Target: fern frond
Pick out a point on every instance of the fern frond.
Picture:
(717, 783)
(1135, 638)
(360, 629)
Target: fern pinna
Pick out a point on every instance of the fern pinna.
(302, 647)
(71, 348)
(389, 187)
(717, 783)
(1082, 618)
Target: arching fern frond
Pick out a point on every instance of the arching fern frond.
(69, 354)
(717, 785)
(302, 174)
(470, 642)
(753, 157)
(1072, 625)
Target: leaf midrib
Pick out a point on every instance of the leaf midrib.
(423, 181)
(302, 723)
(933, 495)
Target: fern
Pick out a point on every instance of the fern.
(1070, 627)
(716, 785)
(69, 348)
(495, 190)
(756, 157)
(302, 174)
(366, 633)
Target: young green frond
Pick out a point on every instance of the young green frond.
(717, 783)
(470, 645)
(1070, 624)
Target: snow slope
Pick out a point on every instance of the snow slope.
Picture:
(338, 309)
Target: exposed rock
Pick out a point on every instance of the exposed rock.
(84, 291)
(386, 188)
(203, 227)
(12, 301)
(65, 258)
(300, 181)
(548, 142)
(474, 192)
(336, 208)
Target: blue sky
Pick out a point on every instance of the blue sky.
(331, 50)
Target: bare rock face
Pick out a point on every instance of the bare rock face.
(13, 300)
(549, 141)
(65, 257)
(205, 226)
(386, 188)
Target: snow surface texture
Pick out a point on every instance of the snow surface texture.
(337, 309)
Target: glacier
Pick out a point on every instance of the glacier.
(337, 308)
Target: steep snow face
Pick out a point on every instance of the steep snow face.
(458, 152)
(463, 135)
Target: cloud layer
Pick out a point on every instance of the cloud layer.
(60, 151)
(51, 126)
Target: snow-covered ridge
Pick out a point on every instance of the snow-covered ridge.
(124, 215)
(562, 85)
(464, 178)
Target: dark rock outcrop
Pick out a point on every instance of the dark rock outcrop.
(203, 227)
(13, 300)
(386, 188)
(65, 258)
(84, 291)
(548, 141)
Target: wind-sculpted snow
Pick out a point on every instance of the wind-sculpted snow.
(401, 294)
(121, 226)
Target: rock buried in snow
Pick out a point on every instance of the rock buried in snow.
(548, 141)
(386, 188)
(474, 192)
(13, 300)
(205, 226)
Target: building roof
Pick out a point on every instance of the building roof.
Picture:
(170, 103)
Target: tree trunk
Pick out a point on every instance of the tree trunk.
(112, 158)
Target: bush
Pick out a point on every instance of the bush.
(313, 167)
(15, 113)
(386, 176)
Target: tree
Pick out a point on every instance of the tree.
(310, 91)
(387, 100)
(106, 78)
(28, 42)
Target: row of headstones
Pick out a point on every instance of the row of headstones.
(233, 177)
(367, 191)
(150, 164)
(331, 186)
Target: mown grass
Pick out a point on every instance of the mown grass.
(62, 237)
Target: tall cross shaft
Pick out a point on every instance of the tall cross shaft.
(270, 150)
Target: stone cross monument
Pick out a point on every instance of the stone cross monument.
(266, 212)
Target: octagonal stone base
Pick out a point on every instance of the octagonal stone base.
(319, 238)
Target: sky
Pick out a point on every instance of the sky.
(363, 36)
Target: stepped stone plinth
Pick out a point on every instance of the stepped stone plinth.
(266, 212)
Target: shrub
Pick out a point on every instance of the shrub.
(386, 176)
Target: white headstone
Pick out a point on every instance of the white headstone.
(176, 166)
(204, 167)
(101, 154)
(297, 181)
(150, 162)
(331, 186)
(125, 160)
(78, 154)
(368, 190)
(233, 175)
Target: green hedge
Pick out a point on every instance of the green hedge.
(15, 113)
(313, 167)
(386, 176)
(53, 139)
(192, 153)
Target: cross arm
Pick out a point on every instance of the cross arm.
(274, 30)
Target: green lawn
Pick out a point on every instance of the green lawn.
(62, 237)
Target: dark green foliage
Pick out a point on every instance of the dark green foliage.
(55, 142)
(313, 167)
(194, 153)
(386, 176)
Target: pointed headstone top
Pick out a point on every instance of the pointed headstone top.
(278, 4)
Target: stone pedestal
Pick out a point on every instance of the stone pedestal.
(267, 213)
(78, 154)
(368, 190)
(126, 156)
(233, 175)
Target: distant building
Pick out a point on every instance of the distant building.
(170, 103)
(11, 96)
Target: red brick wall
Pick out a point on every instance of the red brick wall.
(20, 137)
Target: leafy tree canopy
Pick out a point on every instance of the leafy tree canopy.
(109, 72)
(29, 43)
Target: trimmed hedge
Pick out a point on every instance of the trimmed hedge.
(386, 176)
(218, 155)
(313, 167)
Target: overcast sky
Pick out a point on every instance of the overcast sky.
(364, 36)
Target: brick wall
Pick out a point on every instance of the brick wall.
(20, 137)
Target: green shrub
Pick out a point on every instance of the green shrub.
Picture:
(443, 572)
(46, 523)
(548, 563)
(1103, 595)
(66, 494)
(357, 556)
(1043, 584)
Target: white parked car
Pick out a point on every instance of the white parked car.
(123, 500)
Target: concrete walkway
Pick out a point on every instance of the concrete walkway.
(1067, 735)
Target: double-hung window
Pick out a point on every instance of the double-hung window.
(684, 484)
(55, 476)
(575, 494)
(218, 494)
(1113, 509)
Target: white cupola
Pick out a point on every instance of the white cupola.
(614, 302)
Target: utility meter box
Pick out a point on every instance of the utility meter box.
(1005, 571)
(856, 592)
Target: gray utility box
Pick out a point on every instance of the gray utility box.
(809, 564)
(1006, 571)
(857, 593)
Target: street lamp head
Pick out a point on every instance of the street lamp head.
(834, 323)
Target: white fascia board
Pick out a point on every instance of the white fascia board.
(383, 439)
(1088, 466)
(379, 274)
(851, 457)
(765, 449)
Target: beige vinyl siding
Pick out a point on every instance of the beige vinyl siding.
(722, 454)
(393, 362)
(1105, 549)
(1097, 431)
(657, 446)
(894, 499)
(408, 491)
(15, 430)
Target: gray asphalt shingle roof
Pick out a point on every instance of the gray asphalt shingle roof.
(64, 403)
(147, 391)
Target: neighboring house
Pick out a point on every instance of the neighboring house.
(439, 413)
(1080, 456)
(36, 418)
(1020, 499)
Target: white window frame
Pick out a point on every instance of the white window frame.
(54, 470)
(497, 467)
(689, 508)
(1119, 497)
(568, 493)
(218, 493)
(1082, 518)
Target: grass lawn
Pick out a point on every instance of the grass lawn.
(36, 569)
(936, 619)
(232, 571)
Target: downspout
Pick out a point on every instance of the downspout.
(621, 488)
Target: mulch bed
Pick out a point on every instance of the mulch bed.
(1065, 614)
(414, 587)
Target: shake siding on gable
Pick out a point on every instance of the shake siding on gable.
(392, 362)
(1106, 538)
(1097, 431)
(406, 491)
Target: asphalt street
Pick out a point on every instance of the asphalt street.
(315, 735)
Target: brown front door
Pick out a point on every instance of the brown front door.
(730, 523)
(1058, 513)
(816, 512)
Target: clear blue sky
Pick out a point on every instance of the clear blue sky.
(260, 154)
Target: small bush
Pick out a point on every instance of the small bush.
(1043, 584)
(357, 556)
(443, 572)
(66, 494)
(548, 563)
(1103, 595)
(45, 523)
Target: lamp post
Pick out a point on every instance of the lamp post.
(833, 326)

================================

• **Your goal**
All the lines above should come back exactly as written.

• **Written solution**
Target: fern frond
Pick out a point on every instance of the fern frond.
Picture:
(717, 783)
(1135, 638)
(360, 629)
Target: fern pinna
Pick out a point on every instance of the fern pinna.
(302, 647)
(71, 348)
(389, 187)
(717, 783)
(1082, 618)
Target: arching fern frond
Pick out a point on every instance of the arching fern frond.
(69, 354)
(717, 785)
(302, 174)
(470, 642)
(753, 157)
(1072, 625)
Target: leaf midrib
Pick out a point on every instance of the leaf midrib.
(423, 181)
(302, 723)
(933, 495)
Target: fern
Pick out a point on every instance of the fern.
(1070, 627)
(716, 785)
(69, 348)
(495, 190)
(756, 157)
(302, 174)
(366, 633)
Target: young green frond
Pick out a point on every instance of the young green frond.
(717, 783)
(470, 645)
(1070, 624)
Target: snow slope
Pick out a point on every instance of the snow slope.
Picture:
(338, 309)
Target: exposed rock
Pick out a point on every instance of the exposed rock.
(84, 291)
(386, 188)
(203, 227)
(12, 301)
(65, 258)
(300, 181)
(548, 142)
(474, 192)
(336, 208)
Target: blue sky
Pick out a point on every instance of the blue sky.
(331, 50)
Target: bare rock face
Pick out a point on every instance of the bare rock face.
(13, 300)
(549, 141)
(65, 257)
(205, 226)
(386, 188)
Target: snow surface texture
Pick out a point on every instance of the snow surface texture.
(337, 309)
Target: glacier
Pick out a point on every instance of the glacier.
(337, 308)
Target: steep snow face
Pick out a point on every instance of the steep snow face.
(458, 152)
(463, 135)
Target: cloud layer
Pick out a point on every instance of the cloud layer.
(60, 151)
(51, 126)
Target: snow-covered ridge
Pick out a point on every instance of the snow-covered ridge.
(124, 215)
(562, 85)
(464, 178)
Target: dark rock outcrop
Pick out a point on every instance of the dark rock outcrop.
(203, 227)
(13, 300)
(386, 188)
(65, 258)
(84, 291)
(548, 141)
Target: wind-sculpted snow
Pick out a point on every instance of the wind-sculpted snow.
(401, 294)
(121, 226)
Target: rock buried in snow
Pick out a point on every instance of the rock buried in snow.
(548, 141)
(386, 188)
(474, 192)
(13, 300)
(205, 226)
Target: building roof
Pick out a point on every instance of the building roof.
Picture:
(170, 103)
Target: tree trunk
Pick out a point on every instance of the tree trunk.
(112, 158)
Target: bush
Pick out a point on every instance of the bush.
(313, 167)
(15, 113)
(386, 176)
Target: tree
Pick out a point on every instance of the tree.
(310, 91)
(387, 100)
(106, 78)
(28, 42)
Target: row of headstones
Pick out a point on every instance of the row of headstones.
(233, 177)
(367, 191)
(150, 164)
(331, 186)
Target: mown grass
Pick out a point on every instance of the mown grass.
(62, 237)
Target: tall cross shaft
Pick out a point on every instance of the tall cross shaft.
(270, 150)
Target: stone cross monument
Pick out a point on every instance of the stone cross monument.
(266, 212)
Target: octagonal stone base
Pick out a point on every instance of the octagonal stone base.
(319, 238)
Target: sky
Pick out a point on every instance of the sky.
(363, 36)
Target: stepped stone plinth
Pick out a point on every instance of the stepped stone plinth.
(266, 212)
Target: shrub
Pick out a point on every instance of the shrub.
(386, 176)
Target: white headstone
Pick out a point on every instance of the white headstone.
(176, 166)
(204, 167)
(101, 154)
(297, 181)
(150, 162)
(331, 186)
(125, 160)
(78, 154)
(368, 190)
(233, 175)
Target: green hedge
Pick out a point on every instance of the green hedge.
(15, 113)
(313, 167)
(386, 176)
(53, 139)
(192, 153)
Target: cross arm
Pick out a point on every instance of the cross arm.
(274, 30)
Target: green lawn
Pick out a point on every instance of the green lawn.
(62, 237)
Target: dark green foliage
Pick out a point on every instance of the dark green foliage.
(55, 142)
(313, 167)
(194, 153)
(386, 176)
Target: pointed headstone top
Pick out a point on every instance of the pointed headstone top.
(278, 4)
Target: stone pedestal
Pick out a point on every instance of the stone pedestal.
(267, 213)
(78, 154)
(368, 190)
(126, 156)
(233, 175)
Target: distant building
Pick out a point on every instance of the distant building.
(170, 103)
(11, 96)
Target: red brick wall
Pick out a point on every instance of the red brick wall.
(20, 137)
Target: leafy tree canopy
Pick out a point on every instance of the leafy tree canopy.
(109, 72)
(29, 43)
Target: trimmed hedge
Pick out a point on every instance of the trimmed hedge.
(386, 176)
(218, 155)
(313, 167)
Target: overcast sky
Pick out a point on every instance of the overcast sky.
(364, 36)
Target: brick wall
Pick out a point on every instance of the brick wall.
(20, 137)
Target: green shrub
Pick out a point on every instance of the green shrub.
Picture:
(443, 572)
(46, 523)
(548, 563)
(1103, 595)
(66, 494)
(357, 556)
(1043, 584)
Target: white parked car
Pick out a point on every instance of the white parked car.
(123, 500)
Target: concrete walkway
Pick out a point on every instance of the concrete walkway.
(1067, 735)
Target: double-hung window
Pick out a point on every instance of the double-hung window.
(684, 484)
(55, 476)
(575, 494)
(218, 494)
(1113, 509)
Target: white cupola
Pick out a point on every instance of the white cupola.
(614, 302)
Target: utility meter box
Pick out a point on every instance of the utility meter box.
(1005, 571)
(856, 592)
Target: gray utility box
Pick out a point on every instance of the gray utility box.
(809, 564)
(1006, 571)
(857, 593)
Target: street lamp head
Pick out a point on every instance of the street lamp head.
(834, 323)
Target: white fascia board
Pick out a point on every instance of the white fascia board.
(383, 439)
(1088, 466)
(379, 274)
(851, 457)
(765, 449)
Target: beige vinyl siding
Pick out a point on every instance of the beige vinyl siding.
(722, 454)
(393, 362)
(1105, 549)
(1097, 431)
(657, 446)
(894, 499)
(408, 491)
(15, 430)
Target: gray asphalt shingle roof
Pick out a point on every instance of the gray asphalt shingle roof.
(64, 403)
(147, 391)
Target: neighboring house
Pick out a point on every instance of the neighboring house.
(439, 413)
(1080, 456)
(36, 418)
(1020, 499)
Target: white window frame
Pick out a point on every instance of the white window frame.
(54, 470)
(497, 467)
(689, 508)
(1119, 497)
(568, 493)
(218, 493)
(1082, 518)
Target: grass lawn
Pick out a point on every instance of the grass lawn.
(36, 569)
(936, 619)
(232, 571)
Target: downspout
Pick out a point on every instance of the downspout.
(621, 488)
Target: mulch bed
Pick out a point on every instance of the mulch bed.
(1065, 614)
(414, 587)
Target: shake siding on gable
Pick out a point on every instance of the shake siding on gable.
(392, 362)
(1106, 538)
(1097, 431)
(406, 491)
Target: asphalt street
Pick out a point on every instance of the asphalt street.
(315, 735)
Target: brown front door
Pick out a point on every instance of the brown front door.
(730, 523)
(1058, 513)
(816, 512)
Target: clear blue sky
Pick out a point on every instance of the clear blue sky.
(260, 154)
Target: small bush
Pick out a point on every instance of the small bush.
(1043, 584)
(357, 556)
(443, 572)
(66, 494)
(548, 563)
(1103, 595)
(45, 523)
Target: lamp post
Pick out a point on every instance of the lamp post.
(833, 326)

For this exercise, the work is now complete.